*REQUIRED ACTION*
In the records below, begin at the line that has "Target: white camera body" and stop after the line that has "556, row 261."; quote those lines verbatim and nothing more.

*PROVIDED DATA*

□ □ □ □ □

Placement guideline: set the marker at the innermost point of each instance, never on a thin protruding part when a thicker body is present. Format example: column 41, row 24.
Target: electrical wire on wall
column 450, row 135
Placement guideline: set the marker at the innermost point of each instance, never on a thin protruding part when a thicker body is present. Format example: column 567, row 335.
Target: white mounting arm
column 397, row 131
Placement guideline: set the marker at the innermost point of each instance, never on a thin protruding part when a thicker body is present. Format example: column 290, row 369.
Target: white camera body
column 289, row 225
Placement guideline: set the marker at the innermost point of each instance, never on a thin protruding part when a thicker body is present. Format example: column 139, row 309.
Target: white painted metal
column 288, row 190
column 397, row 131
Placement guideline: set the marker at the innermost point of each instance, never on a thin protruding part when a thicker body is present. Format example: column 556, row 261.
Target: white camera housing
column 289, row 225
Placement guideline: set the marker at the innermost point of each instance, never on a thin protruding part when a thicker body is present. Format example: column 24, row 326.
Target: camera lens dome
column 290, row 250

□ □ □ □ □

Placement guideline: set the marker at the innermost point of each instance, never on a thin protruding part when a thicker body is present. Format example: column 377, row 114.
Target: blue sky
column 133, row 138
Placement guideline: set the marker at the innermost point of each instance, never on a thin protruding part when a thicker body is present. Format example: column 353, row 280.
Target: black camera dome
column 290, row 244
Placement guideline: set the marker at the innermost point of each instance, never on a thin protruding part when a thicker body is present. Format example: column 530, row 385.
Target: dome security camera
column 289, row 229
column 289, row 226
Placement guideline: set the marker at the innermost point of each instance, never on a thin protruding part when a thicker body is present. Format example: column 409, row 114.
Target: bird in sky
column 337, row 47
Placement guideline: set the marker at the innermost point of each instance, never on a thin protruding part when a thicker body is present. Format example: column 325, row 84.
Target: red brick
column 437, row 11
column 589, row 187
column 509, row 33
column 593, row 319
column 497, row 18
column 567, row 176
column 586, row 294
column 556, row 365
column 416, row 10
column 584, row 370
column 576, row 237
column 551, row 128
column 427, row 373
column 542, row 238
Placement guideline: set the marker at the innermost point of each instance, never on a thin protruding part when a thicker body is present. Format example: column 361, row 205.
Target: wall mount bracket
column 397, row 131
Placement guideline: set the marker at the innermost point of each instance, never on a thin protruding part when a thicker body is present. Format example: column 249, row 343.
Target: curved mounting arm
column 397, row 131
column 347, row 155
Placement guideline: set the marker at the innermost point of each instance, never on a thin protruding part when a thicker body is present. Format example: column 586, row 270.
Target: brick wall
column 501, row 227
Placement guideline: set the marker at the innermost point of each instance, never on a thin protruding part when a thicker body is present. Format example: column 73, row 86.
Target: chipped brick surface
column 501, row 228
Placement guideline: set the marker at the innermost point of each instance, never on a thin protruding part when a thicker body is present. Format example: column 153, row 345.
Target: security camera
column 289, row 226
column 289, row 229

□ □ □ □ □

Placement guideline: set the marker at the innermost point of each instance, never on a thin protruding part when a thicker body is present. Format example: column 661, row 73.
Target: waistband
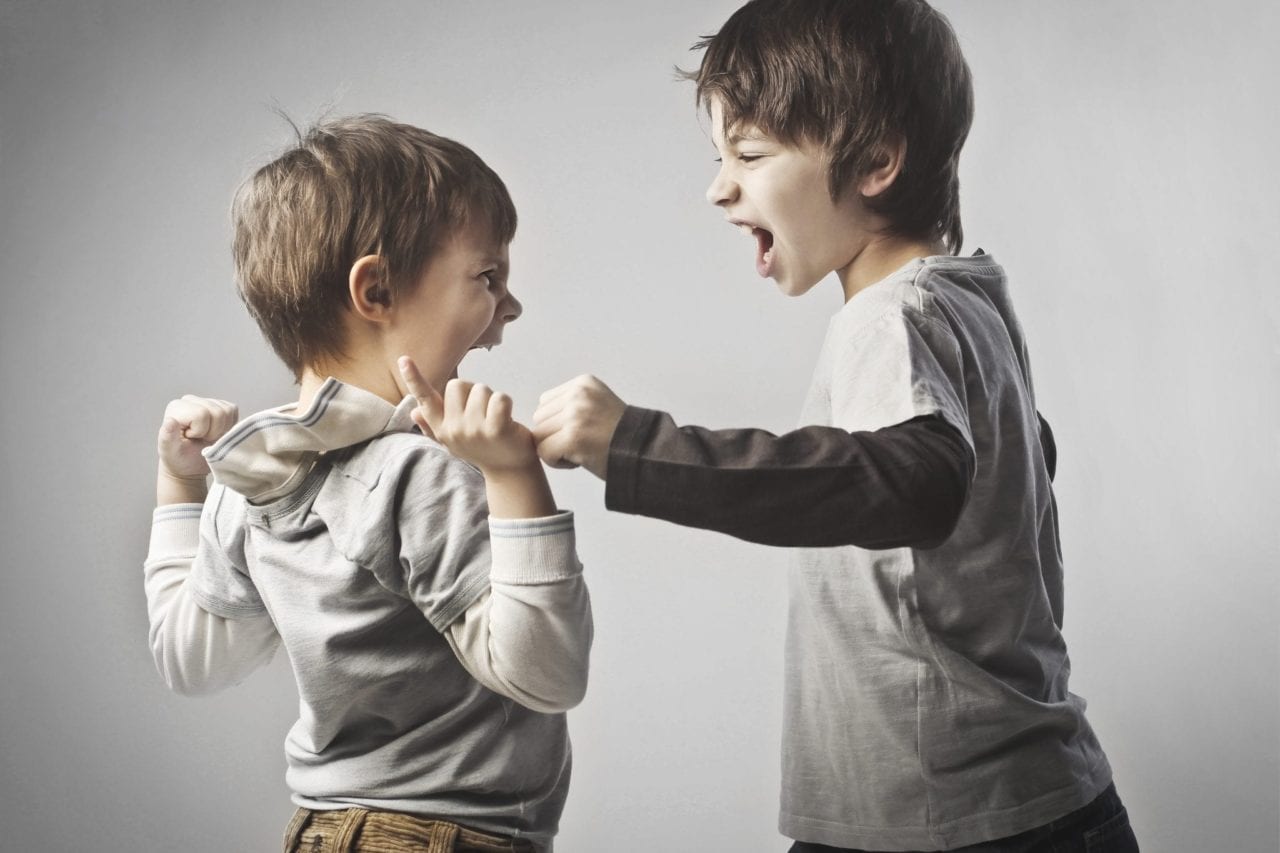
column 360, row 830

□ □ □ □ □

*ANSWER BOX*
Target: white camera body
column 289, row 225
Placement guideline: set the marker at the innermost point of each instance, never on a thin protruding part when a thicker body is present. Format example: column 139, row 309.
Target: white painted metal
column 288, row 190
column 397, row 131
Placement guideline: set the marker at the innermost point of each instance, never on a thin protruding part when a thicker body is present. Format example: column 556, row 261.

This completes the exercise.